Nelson suggested another option: keeping the “sex” assigned at birth on a person’s birth certificate, but letting them change the “gender identity” listed on other documents, such as driver’s licenses and school records. This would effectively out transgender people to anyone looking at their birth certificates. State policies that force transgender people use incorrect gender information on official documentation put them in harm’s way, LGBTQ advocates say.

Nelson said lawmakers had not made a decision on introducing a bill, the Salt Lake-Tribune reported. “I am not anxious to run a bill,” he said. “It’s a very delicate issue, a very sensitive issue, a controversial issue. And anyone who undertakes this, be prepared for a lot of arrows.”

In 2019, Nelson introduced a bill to stop transgender people from changing their gender marker on their birth certificate, but he pulled it after LGBTQ groups opposed it. The Deseret News reported at the time that Nelson was given credit for listening to LGBTQ advocates on the issue: Troy Williams of Equality Utah said, “Thankfully Rep. Nelson heard those concerns. He went out of his way to meet with the transgender community face to face to talk to them about the issues — and he listened.”

Actions to take:
1) According to the article on birth certificate gender markers, in what year did Nelson introduce a bill to stop transgender people from changing the gender marker on their birth certificate?
2) Please extend the article on birth certificate gender markers, picking up after its final sentence.
This material comes from a different source than the article.

(Records in a dataset)
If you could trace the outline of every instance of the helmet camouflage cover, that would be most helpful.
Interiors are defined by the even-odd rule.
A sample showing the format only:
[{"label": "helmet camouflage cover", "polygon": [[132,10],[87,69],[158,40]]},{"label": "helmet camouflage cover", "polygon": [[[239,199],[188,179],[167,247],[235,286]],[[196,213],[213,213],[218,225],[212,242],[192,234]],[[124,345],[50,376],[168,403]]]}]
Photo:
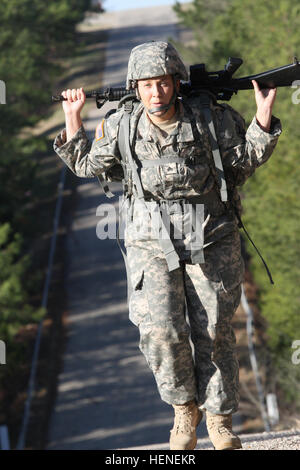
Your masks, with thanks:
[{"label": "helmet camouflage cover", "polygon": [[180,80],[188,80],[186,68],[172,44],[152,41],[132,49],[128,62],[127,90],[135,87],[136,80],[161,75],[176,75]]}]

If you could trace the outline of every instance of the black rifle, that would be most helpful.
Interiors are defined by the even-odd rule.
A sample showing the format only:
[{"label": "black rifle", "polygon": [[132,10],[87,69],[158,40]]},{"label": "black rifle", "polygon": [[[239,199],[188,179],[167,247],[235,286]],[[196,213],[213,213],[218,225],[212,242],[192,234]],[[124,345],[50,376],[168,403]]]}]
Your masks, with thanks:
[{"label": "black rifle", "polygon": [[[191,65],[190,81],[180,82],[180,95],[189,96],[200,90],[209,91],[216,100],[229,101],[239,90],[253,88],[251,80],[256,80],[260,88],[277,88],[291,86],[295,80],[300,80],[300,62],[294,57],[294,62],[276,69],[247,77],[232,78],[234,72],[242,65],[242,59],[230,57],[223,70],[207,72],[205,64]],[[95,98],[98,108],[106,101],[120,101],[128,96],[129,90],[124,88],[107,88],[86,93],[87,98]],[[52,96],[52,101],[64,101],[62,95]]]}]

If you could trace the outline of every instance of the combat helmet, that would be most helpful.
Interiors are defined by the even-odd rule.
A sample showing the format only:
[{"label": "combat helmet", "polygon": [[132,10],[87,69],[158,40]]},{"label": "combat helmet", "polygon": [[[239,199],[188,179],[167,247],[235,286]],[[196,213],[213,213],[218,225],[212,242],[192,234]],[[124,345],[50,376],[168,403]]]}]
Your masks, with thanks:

Written responses:
1) 2019

2)
“I disagree with the outcome of the [Supreme Court] case. I don’t think it’s sound public policy to equate biological sex with gender identity. I think they are two different things,” Nelson said on Wednesday, according to the Salt Lake Tribune.

LGBTQ advocates and lawmakers say the policy won’t do anything to help the public and only serves to target a marginalized population.

Rep. Jennifer Dailey-Provost (D), who is on the interim committee with Nelson, said, “I think that this kind of blatant attack that actually doesn’t have any public good — I think that’s really the crux of it — there’s no public good that comes out of it, just harm and trauma to a really specific community. This is not an issue that has incidental effects on other communities. This affects one community, and it’s the transgender community”

Candice Metzler, executive director of Transgender Education Advocates of Utah, said that no one should interpret Nelson’s comment that people can change their gender identity on some documents and not others as a win for transgender people and not as a setback.

“They want to throw us a shiny object, right? You can have gender on these other documents, but we want to record this sex that is immutable,” she said.

Metzler added, “I think in this case, this is a form of gaslighting by saying you people who have all these crazy ideas, you can have this gender thing, but we’re going to control the sex. We’re going to say that you can’t change sex because this really is about religion and their need to put people in boxes.”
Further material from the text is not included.